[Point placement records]
================================
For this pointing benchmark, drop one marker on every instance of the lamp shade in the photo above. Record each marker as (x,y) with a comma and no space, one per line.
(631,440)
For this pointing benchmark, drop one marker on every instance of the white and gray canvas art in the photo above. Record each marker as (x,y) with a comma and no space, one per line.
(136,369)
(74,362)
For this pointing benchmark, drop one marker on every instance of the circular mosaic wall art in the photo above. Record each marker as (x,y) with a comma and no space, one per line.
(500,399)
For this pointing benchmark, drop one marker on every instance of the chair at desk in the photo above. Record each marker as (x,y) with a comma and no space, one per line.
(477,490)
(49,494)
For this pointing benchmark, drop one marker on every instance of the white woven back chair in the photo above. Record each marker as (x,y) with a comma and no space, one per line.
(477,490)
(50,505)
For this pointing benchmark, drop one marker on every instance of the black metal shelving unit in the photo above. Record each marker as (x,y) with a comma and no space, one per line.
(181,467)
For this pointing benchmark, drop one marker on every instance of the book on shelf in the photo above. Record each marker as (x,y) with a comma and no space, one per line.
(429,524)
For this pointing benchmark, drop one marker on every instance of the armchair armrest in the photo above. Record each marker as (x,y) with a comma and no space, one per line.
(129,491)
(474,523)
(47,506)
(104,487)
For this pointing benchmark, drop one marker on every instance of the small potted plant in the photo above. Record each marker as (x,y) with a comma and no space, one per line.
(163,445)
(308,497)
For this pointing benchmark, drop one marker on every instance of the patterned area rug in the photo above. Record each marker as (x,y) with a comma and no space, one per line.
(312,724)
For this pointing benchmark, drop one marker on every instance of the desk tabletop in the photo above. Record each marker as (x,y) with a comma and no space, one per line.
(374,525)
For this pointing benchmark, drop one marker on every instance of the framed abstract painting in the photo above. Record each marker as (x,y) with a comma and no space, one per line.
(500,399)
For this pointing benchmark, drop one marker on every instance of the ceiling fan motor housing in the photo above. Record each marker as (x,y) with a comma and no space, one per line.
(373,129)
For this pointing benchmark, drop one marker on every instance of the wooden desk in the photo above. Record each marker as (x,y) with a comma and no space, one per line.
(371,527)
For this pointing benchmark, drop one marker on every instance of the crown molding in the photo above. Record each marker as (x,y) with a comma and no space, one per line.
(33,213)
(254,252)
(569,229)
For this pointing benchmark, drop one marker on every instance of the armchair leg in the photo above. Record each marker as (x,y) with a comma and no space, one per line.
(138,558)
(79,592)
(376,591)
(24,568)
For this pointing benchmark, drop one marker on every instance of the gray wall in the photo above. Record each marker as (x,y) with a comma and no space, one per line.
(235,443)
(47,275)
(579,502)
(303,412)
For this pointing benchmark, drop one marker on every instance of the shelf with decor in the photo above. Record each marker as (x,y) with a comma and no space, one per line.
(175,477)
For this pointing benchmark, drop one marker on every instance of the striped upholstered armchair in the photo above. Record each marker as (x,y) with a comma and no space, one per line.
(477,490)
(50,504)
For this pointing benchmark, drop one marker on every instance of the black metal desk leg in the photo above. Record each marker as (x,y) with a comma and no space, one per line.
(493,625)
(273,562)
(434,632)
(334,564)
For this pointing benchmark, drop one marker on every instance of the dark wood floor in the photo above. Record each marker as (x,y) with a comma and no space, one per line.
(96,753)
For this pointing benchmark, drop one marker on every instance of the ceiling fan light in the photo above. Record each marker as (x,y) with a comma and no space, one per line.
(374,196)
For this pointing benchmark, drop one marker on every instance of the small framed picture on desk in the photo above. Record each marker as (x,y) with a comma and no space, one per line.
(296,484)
================================
Each record above should be output again exactly.

• _WRITTEN ANSWER_
For this pointing benchmark, drop one marker on every instance of the lamp shade in the photo above. Record each marker as (x,y) with a comma and no space, one per line.
(631,440)
For this pointing benchmark, drop one marker on every instance of the white and gray canvas art in the photo above. Record each marker as (x,y) with a comma and no space, one per line.
(136,369)
(74,362)
For this pointing benchmark, drop one marker on every instance of the circular mosaic wall art in the photo above. Record each marker as (x,y) with a comma and no space, one per line.
(500,399)
For this pointing benchmark, drop one marker on every instance of the chair at desk in the photo above. Record each marker as (x,y) with a comma and no space, one per line.
(477,490)
(49,494)
For this pointing benchmark, drop one marker on every instance of the white woven back chair in the photo above. Record each marker as (x,y) with a comma and no space, one per line.
(477,490)
(50,505)
For this pointing benchmark, drop one marker on every instance of the black metal shelving unit in the photo above. Record each marker as (x,y) with a comma and no space, one per line.
(181,467)
For this pointing benchmark, drop one marker on every instance of the book on shelf in the photo above. Record each marker as (x,y) with a comma and no space, one per line.
(429,524)
For this pointing benchmark, drop one marker on every instance of the armchair armrest in the photo above. Record each marker as (x,y) with a comma and no space, one per line.
(129,491)
(474,523)
(47,506)
(104,487)
For this pointing benchmark, drop one marker on every instance of the small potted plant in the photo above. Record each marker as (x,y) with a comma and no space, one per line.
(163,445)
(308,497)
For this pointing benchmark, drop one marker on every instance of the patterned area rug in the photo above. Record each marker as (x,y) with a comma and no space, one per line.
(312,724)
For this pointing benchmark, drop one marker on every instance of the desk tabletop in the photo above. Record each marker as (x,y) with a comma and no space, one per line.
(374,525)
For this pointing benchmark, drop one marker on every instance of the framed abstract painting in the photo above. Record each marker as (x,y) with a comma and no space, one per line.
(500,399)
For this pointing benchmark, drop one marker on every instance of the ceiling fan motor housing in the photo above. Record each marker as (x,y) with a comma and no space, one per line.
(373,129)
For this pointing benchmark, drop one marker on every instance of the wooden desk in the photo above. Record each marker as (x,y) with a comma and no space, one per line.
(371,527)
For this pointing benchmark, drop one marker on every instance of the crown molding in the photo above. Record each marker as (x,y) with a comma and no space, one per line.
(33,213)
(254,252)
(569,229)
For this pointing benchmark, drop one marker on every instance of the armchair leg in the photo above. Record each marker as (x,y) with a comma and no space, one per line.
(138,558)
(79,592)
(376,591)
(24,568)
For this pointing benchmark, drop one marker on every instance of the gray wall in the photo above. Record each marker as (x,y) with a comma and no space, one per line.
(235,443)
(47,275)
(579,502)
(303,412)
For this pointing benchmark, drop one marker on every instance of the shelf with decor in the photo above. Record each marker as (x,y) with a comma and no space, one per line.
(175,477)
For this pointing benchmark, drop one marker on every instance of the striped upholstered armchair in the photo above. Record each marker as (x,y) with a comma and no space, one per line.
(477,490)
(50,504)
For this pointing benchmark, drop one marker on every instance of the black metal desk leg in the photo above. Record each marker as (x,y) with a comma and no space, one per line.
(493,625)
(273,562)
(434,632)
(334,564)
For this pointing benchmark, drop one marker on every instance of the dark wood floor in the photo above. Record each marker as (x,y) with a comma and no space, one per line.
(96,753)
For this pointing benchmark, drop one marker on every instance of the ceiling fan light in the photo above. Record each marker as (x,y) with a comma and no space, one per line.
(374,196)
For this pointing benchmark, drop one marker on every instance of the small framed picture on desk in the photo above. Record each marker as (x,y) with a comma and no space, one per line.
(296,484)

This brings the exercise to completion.